Region labeling records:

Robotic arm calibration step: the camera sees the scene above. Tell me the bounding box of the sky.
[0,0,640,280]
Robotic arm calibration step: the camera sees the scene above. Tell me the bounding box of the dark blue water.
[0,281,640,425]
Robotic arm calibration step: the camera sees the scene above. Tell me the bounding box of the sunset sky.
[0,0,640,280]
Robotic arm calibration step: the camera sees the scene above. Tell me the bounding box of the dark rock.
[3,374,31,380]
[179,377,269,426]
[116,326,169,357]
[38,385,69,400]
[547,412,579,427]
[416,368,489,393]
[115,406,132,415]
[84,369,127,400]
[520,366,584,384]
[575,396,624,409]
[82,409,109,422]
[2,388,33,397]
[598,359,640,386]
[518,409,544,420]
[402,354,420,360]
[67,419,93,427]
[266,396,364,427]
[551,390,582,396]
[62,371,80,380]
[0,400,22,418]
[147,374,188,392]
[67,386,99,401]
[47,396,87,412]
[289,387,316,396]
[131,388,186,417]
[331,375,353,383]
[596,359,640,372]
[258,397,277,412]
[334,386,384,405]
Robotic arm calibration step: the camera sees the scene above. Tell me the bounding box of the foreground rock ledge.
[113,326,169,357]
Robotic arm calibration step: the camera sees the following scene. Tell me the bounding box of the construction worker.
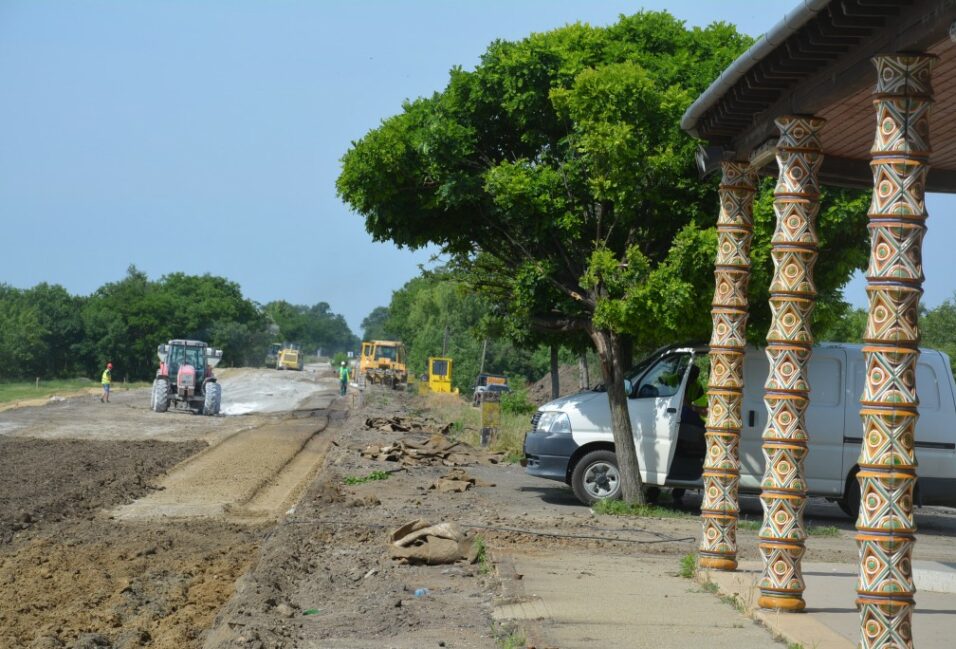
[339,361,349,397]
[100,363,113,403]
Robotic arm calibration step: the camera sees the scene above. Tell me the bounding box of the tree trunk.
[590,329,645,505]
[551,345,561,401]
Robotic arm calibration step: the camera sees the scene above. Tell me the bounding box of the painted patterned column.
[758,116,823,611]
[856,55,935,648]
[698,162,756,570]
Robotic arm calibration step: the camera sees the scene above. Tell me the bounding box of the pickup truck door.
[628,350,693,485]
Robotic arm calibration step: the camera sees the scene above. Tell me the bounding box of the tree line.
[362,267,573,394]
[337,12,868,502]
[0,266,356,381]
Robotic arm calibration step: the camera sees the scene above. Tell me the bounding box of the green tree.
[0,284,50,378]
[338,12,865,502]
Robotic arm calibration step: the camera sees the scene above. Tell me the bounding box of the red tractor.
[152,340,222,415]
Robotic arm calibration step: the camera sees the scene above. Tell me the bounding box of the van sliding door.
[628,350,692,485]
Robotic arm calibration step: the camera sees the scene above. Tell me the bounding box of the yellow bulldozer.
[276,345,305,370]
[359,340,408,390]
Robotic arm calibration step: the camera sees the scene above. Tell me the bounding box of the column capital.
[870,53,939,97]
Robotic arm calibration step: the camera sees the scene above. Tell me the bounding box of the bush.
[501,387,538,415]
[329,352,349,368]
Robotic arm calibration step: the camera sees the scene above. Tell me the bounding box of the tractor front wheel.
[153,379,169,412]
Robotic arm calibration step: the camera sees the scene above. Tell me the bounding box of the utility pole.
[478,338,488,374]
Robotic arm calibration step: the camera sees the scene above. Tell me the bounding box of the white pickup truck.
[524,343,956,516]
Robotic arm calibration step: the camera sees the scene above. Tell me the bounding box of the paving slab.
[493,550,774,649]
[698,561,956,649]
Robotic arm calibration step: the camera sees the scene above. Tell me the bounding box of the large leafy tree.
[376,267,547,393]
[338,12,862,502]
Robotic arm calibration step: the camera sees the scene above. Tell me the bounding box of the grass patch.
[591,500,696,518]
[412,392,531,463]
[343,471,392,484]
[475,536,491,575]
[491,622,528,649]
[0,378,150,403]
[807,525,840,536]
[677,552,697,579]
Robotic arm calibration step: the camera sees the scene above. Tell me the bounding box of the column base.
[697,557,737,572]
[757,594,807,613]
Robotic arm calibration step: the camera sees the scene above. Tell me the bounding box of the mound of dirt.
[0,437,206,545]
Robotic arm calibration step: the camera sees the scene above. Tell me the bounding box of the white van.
[524,343,956,517]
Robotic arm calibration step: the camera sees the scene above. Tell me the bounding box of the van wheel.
[571,450,621,505]
[837,473,860,520]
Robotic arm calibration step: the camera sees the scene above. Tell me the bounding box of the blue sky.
[0,0,956,334]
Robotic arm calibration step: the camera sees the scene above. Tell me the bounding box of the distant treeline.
[362,269,580,394]
[0,266,357,381]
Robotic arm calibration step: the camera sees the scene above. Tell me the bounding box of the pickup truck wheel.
[571,450,621,505]
[837,473,860,520]
[202,382,222,417]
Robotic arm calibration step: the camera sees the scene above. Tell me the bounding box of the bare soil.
[0,373,956,649]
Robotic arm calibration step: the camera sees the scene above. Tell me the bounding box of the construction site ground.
[0,366,956,649]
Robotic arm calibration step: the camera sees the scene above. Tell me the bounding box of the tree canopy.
[337,12,865,504]
[0,266,355,380]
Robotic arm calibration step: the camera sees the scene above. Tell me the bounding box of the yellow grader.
[359,340,408,390]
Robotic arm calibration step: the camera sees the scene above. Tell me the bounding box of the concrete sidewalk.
[699,561,956,649]
[494,550,775,649]
[494,551,956,649]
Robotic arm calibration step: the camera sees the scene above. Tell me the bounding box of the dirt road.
[0,368,337,648]
[0,370,956,649]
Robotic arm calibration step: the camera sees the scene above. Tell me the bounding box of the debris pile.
[362,434,490,466]
[389,518,478,565]
[429,468,495,494]
[365,415,451,435]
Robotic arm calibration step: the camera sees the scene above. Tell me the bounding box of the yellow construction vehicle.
[276,345,305,370]
[359,340,408,390]
[428,356,458,392]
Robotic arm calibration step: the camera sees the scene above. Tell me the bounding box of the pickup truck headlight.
[535,411,571,434]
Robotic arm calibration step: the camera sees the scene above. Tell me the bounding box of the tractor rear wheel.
[202,383,222,416]
[153,379,169,412]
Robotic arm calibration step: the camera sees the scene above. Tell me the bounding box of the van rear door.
[740,347,846,495]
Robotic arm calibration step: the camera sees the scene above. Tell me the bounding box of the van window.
[636,354,690,399]
[808,358,843,406]
[916,363,939,410]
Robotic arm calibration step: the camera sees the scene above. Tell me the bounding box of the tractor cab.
[152,340,222,415]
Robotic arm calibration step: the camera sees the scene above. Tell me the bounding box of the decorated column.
[698,162,755,570]
[856,54,935,648]
[758,116,823,611]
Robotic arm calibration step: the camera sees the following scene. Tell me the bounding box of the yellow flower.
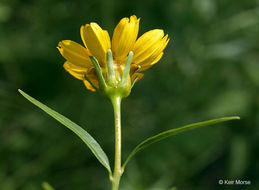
[57,15,169,91]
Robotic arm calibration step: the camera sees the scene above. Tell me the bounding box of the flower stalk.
[111,96,122,190]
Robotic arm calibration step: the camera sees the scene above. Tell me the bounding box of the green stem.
[111,96,122,190]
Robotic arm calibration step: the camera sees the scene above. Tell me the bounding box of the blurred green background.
[0,0,259,190]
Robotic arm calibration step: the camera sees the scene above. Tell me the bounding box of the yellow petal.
[138,52,164,71]
[112,15,139,60]
[57,40,92,67]
[133,29,169,66]
[81,23,111,66]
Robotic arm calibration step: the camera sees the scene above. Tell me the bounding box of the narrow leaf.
[122,116,240,169]
[18,89,111,174]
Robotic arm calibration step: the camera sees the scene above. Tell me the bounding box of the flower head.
[57,15,169,96]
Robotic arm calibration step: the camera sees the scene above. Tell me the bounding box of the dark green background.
[0,0,259,190]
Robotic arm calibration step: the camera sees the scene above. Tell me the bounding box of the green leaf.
[18,89,111,175]
[122,116,240,170]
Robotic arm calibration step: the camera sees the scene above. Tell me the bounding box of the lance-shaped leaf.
[18,89,111,175]
[122,116,240,170]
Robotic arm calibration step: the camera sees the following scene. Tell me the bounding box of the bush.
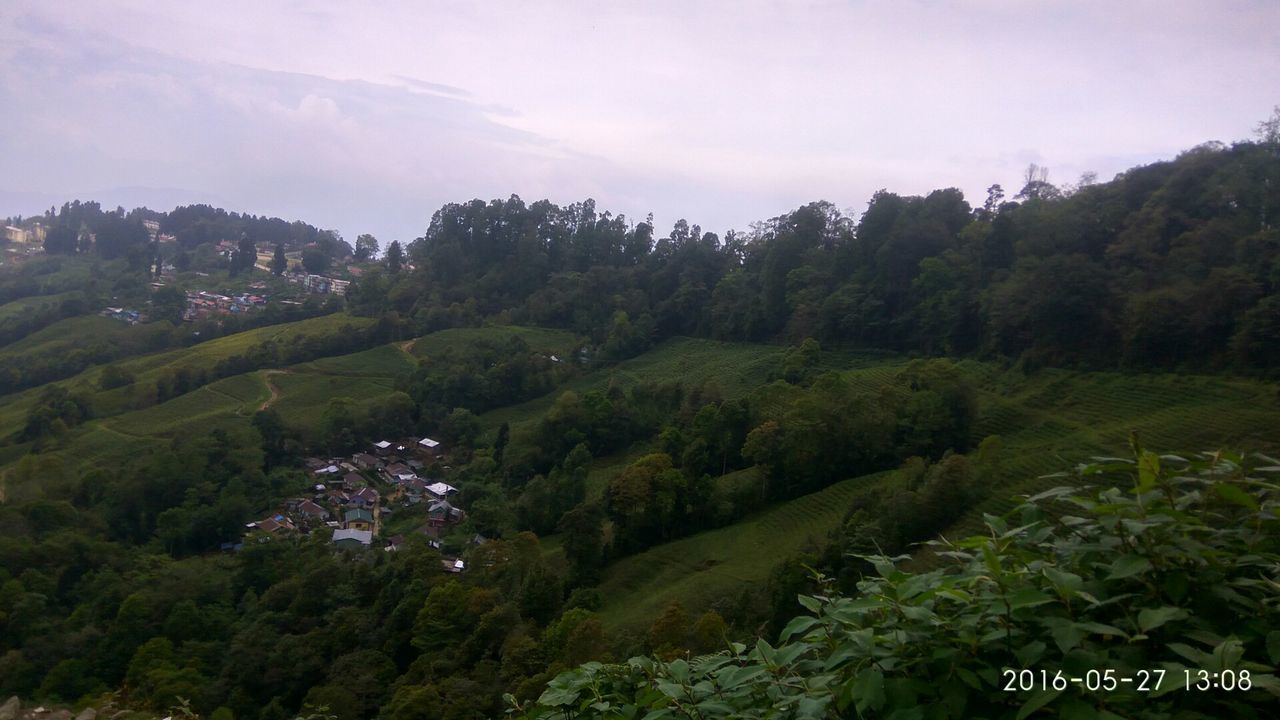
[508,451,1280,719]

_To be done_
What comes back should match the records exactly, minus any pictures.

_Exercise solution_
Robotic arm calibration step: the camera sees the scene above. Tell me the bounding box of the sky.
[0,0,640,280]
Robotic arm calibration step: the camera sees the scene above. Tell me the bounding box of the dark blue water.
[0,281,640,425]
Robotic arm calibration step: the camera sees the scene above. Tell me the bounding box of the sunset sky.
[0,0,640,280]
Robotic arm calibration step: the camera sees the scene above. Tell me the bounding box of the dark rock.
[3,374,31,380]
[179,377,269,426]
[116,326,169,357]
[38,385,69,400]
[547,412,579,427]
[416,368,489,393]
[115,406,132,415]
[84,369,127,400]
[520,366,584,384]
[575,396,624,409]
[82,409,109,422]
[2,388,33,397]
[598,359,640,386]
[518,409,544,420]
[402,354,420,360]
[67,419,93,427]
[266,396,364,427]
[551,390,582,396]
[62,371,80,380]
[0,400,22,418]
[147,374,188,392]
[67,386,99,401]
[47,396,87,412]
[289,387,316,396]
[131,388,186,417]
[331,375,353,383]
[596,359,640,372]
[258,397,277,412]
[334,386,384,405]
Robotic arm calibration step: the camera sees the scene above. Tell me the bounding box of the foreground rock ledge.
[113,326,169,357]
Robotic arm calibration step: the camera sees the following scene. Tell me the bounding box of the construction worker.
[339,361,349,397]
[100,363,113,403]
Robotic arm calibration step: the camera sees the scene above. Tell me the bounding box of the tree trunk.
[590,329,645,505]
[551,345,561,401]
Robotic arm calibration step: the camera sees the scene above. Tell me the bounding box of the painted patterned column.
[758,116,823,611]
[856,55,935,648]
[698,162,756,570]
Robotic arm calibration step: the camera sees the scene above. Tell me the bounding box of the pickup truck door.
[628,350,693,485]
Robotic arm calibration step: the camera sees the scene above. Tell me the bounding box of the tree line.
[362,267,573,394]
[337,12,868,502]
[0,266,356,381]
Robotic arm calibration step: the camera sees the scene above. Tell me the bounding box of the green tree.
[0,284,50,378]
[338,12,865,502]
Robotic arm calibration step: the camera sees the scene above. Tell me the bounding box of the red tractor.
[152,340,222,415]
Robotic arm calibration step: the camera sees the scene above. Tell me the bounding box of the van sliding door.
[628,350,692,485]
Robotic arm calibration step: the camera sees the scene above. Tell me the bounding box of the yellow bulldozer.
[276,345,305,370]
[359,340,408,390]
Robotic arm calibration step: the camera sees the scene above. Tell me the bounding box of the column capital.
[870,53,939,97]
Robotic arm calibration step: the camera sees the scene above. Tell me the bounding box of the bush.
[501,387,538,415]
[329,352,349,368]
Robotic arm calibration step: the camera sees the scene above. Tell me the bounding box of the tractor front wheel.
[153,379,169,412]
Robotic arm calibration step: the camera sees the scene above. Tell me the bounding box of the utility pole.
[478,338,488,374]
Robotic arm calibration step: the camera sees the scene above. Tell me the bounding box of the white pickup truck.
[524,343,956,516]
Robotic arm calibration step: the camera sees the scene above. Tell me the bounding box of the paving slab.
[493,550,774,649]
[698,561,956,649]
Robotic arm calibration step: the camera sees the scene above. Tell me the bounding box of the large leafy tree.
[376,267,547,393]
[338,12,862,502]
Robotic arm calibration step: the camera sees the scene above. Tell me the bounding box of the grass patch.
[591,500,696,518]
[412,392,531,463]
[343,471,392,484]
[475,536,491,575]
[491,622,528,649]
[0,378,150,403]
[807,525,840,536]
[677,552,697,579]
Robotic arm calibration step: the camera sees the scene above. Tell me the bounding box of the column base.
[697,557,737,572]
[757,594,807,613]
Robotic arm calibration step: the camera sees the scene above. Tell me the bounding box of the mound of dirt.
[0,437,206,545]
Robotic arm calibration step: the camera sees the scene above. Tell me the bounding box of the white van.
[524,343,956,517]
Robotic arm calibration step: the camera sees the scene above. Tell me the bounding box of the van wheel.
[571,450,621,505]
[837,473,860,520]
Robotic arm calibration step: the camera sees the scene above. Tell me the bounding box of the blue sky.
[0,0,956,334]
Robotic arm calibration step: the camera sees the scene above. Tell me the bounding box of the distant treeline.
[362,269,580,394]
[0,266,357,381]
Robotic arm calibration step: the camera sees the scene above. Tell me the bounding box of the pickup truck wheel.
[571,450,621,505]
[837,473,860,520]
[202,382,222,417]
Robotic arm calibration step: the camera sees the scene above. Tell me the bounding box of the bare soil.
[0,373,956,649]
Robotic arm calibration step: the camera sees the scene above. Tell me the bounding box of the construction site ground.
[0,366,956,649]
Robotic arm calibration step: the camera sees the scene above. Tell me the bounding box of the tree canopy.
[337,12,865,504]
[0,266,355,380]
Robotic arm calibration step: the camera sees the scene above. Tell me the bounding box of the yellow grader.
[359,340,408,390]
Robotic arm calibration step: the camera sees the scene above. Tell me the bounding box of the concrete sidewalk.
[699,561,956,649]
[494,550,775,649]
[494,551,956,649]
Robotic arm calibration step: the camera sees the scene above. Tell me the bounding box of the dirt road.
[0,368,337,648]
[0,370,956,649]
Robotic arm calibration step: the camera sees the scene above. Tell me the bounding box of the debris pile.
[362,434,490,466]
[389,518,478,565]
[429,468,495,494]
[365,415,451,435]
Robotic arm calibration step: the camera sees the scene above. Tell me the bounding box of the yellow construction vehicle.
[276,345,305,370]
[359,340,408,390]
[428,356,458,392]
Robotic arm calibration step: the camera sees the scene above. Tell me the bounding box of the pickup truck headlight.
[535,411,571,434]
Robotic arm calibration step: the camera sees the scene above. Tell me the bounding box of the tractor rear wheel.
[202,383,222,416]
[153,379,169,412]
Robotic arm calibration step: the camera sees the scene above. Tell me the bounding box of the van rear door.
[740,347,846,495]
Robotic arm calibration step: the camera sees the scene above. Tell me the bounding box of the van window.
[636,354,690,399]
[808,358,843,406]
[916,363,939,410]
Robotic arm calibration step: the camera sees the scene above. Tell me the bounding box of the tractor cab.
[152,340,222,415]
Robotic arm calibration step: the camera sees the scene above. Tell me the bounding box of the decorated column.
[698,162,755,570]
[856,54,935,648]
[758,116,823,611]
Robotic arm calibration step: the camera sees the following scene. Tell me the bounding box of the yellow flower.
[57,15,169,91]
Robotic arm calibration step: the camera sees the scene above. Tell me the bounding box of the flower stalk.
[111,96,122,190]
Robotic arm calibration step: the camera sees the scene above. Tell me the bounding box of the green stem.
[111,96,122,190]
Robotic arm calibration step: the camera sees the scene above. Tell me the bounding box of the blurred green background.
[0,0,259,190]
Robotic arm calibration step: the camera sees the scene above. Tell me the bounding box of the yellow petal.
[138,52,164,71]
[112,15,139,60]
[57,40,92,67]
[133,29,169,66]
[81,23,111,66]
Robotic arm calibration step: the camera sees the scene above. Tell me the bounding box of the narrow leaf.
[122,116,240,169]
[18,89,111,174]
Robotic arm calibration step: the camera sees the scene above. Tell me the bounding box of the flower head.
[57,15,169,96]
Robotic arm calibration step: the camera sees the scene above. Tell me the bounding box of the dark green background.
[0,0,259,190]
Robotic arm calibration step: the camera sees the scene above. Tell me the bounding box of the green leaf.
[18,89,111,175]
[122,116,240,170]
Robotic arm calibration step: the camera sees the scene above. Tell me the bounding box of the lance-shaped leaf.
[18,89,111,175]
[122,116,240,170]
Robotic arm calibration step: the camera sees the following scene. Tell me the bounding box of the bush.
[508,451,1280,719]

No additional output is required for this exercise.